WORK TO DO:
Update the lines from the start of the records through the line containing "[1254, 218]" by replacing "place a dot on" with "put a point on" and leaving everything else unchanged. Omit the pictures from your answer.

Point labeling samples
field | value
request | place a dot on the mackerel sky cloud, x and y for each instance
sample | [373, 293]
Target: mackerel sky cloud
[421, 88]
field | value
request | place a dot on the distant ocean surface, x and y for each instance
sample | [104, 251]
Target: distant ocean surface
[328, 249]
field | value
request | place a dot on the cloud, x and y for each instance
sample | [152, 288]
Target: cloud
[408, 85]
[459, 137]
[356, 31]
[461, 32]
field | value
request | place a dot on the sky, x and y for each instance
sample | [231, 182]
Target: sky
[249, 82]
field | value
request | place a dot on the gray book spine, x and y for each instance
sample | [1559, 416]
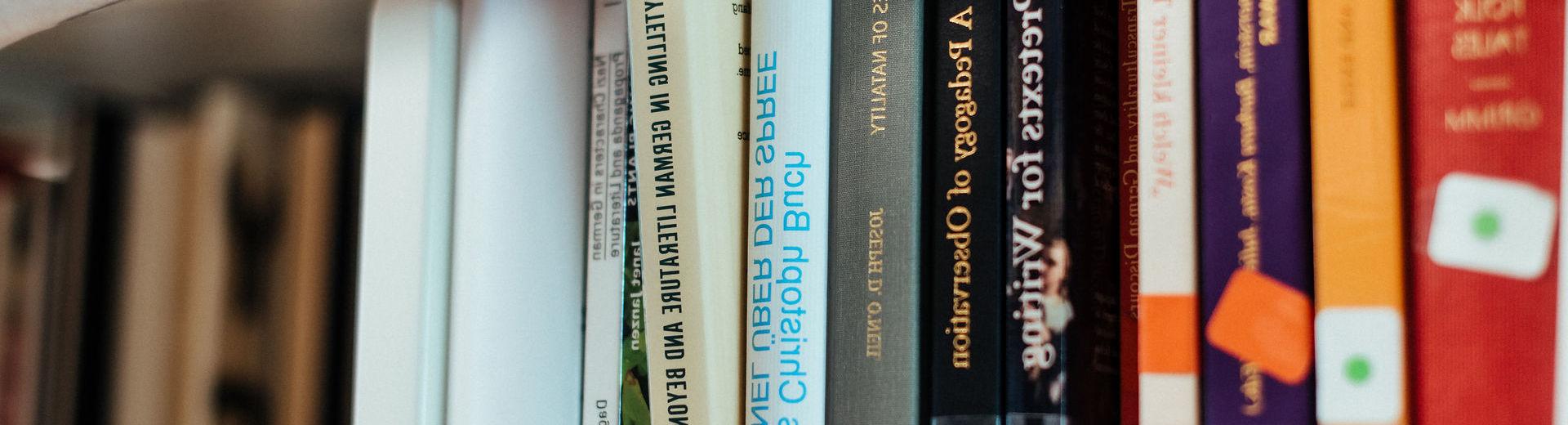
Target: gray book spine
[874, 311]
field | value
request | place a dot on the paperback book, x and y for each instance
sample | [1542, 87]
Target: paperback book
[787, 212]
[1254, 212]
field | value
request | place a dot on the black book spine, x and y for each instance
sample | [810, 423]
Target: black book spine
[874, 311]
[1062, 334]
[966, 211]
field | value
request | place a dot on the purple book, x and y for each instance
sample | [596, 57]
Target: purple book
[1254, 218]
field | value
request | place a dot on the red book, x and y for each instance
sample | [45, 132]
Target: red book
[1486, 153]
[1128, 172]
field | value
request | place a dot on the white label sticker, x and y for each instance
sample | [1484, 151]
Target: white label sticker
[1360, 366]
[1490, 225]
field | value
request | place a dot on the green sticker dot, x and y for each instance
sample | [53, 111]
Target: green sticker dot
[1486, 225]
[1358, 369]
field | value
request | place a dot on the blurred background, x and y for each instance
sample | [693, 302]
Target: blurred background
[177, 193]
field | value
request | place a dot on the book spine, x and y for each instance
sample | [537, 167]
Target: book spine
[688, 78]
[606, 211]
[1356, 212]
[787, 187]
[1484, 110]
[1128, 196]
[966, 213]
[634, 336]
[1254, 213]
[1065, 283]
[1167, 215]
[875, 199]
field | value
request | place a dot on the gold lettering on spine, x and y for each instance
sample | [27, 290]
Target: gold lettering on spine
[1247, 168]
[959, 217]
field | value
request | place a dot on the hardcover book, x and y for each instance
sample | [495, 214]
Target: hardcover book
[606, 218]
[1486, 159]
[1065, 278]
[688, 80]
[787, 212]
[966, 211]
[1356, 212]
[874, 311]
[1128, 206]
[1256, 270]
[1167, 215]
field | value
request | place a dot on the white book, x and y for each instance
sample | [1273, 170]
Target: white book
[1167, 212]
[787, 212]
[405, 230]
[514, 351]
[606, 215]
[690, 112]
[24, 18]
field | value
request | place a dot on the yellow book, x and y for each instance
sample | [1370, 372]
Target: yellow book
[1358, 231]
[690, 121]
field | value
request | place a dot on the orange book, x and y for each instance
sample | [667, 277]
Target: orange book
[1358, 231]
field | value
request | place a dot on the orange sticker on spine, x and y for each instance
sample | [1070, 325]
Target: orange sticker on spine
[1264, 322]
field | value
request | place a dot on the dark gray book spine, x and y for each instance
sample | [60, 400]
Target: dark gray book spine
[874, 311]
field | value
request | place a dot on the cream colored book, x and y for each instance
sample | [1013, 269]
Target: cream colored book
[145, 365]
[688, 78]
[306, 270]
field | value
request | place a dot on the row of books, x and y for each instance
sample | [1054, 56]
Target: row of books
[176, 259]
[1092, 212]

TASK ANSWER:
field | value
request | put a point on the mackerel sky cloud, x and y for each instance
sample | [373, 293]
Target: mackerel sky cloud
[421, 88]
field | value
request | put a point on the distant ocean surface, x and y for each instance
sample | [104, 251]
Target: distant ocean surface
[328, 249]
field | value
request | put a point on the cloud, x and y for each instance
sample | [152, 288]
Target: cloud
[408, 85]
[459, 137]
[356, 31]
[461, 32]
field | value
request | put a point on the sky, x and y for each instance
sample | [231, 182]
Target: sky
[249, 82]
field | value
request | put a point on the gray book spine, x and y for each instance
sample | [1559, 416]
Target: gray book spine
[874, 311]
field | value
request | put a point on the paperback book, x and y for each instance
sample | [1542, 87]
Target: paperback book
[787, 212]
[1254, 212]
field | value
request | put a point on the black book spine, x and y for each instance
sample | [810, 423]
Target: black book spine
[874, 311]
[1062, 334]
[966, 211]
field | value
request | put a point on the purple book, x and y for each instance
sample | [596, 57]
Target: purple book
[1254, 218]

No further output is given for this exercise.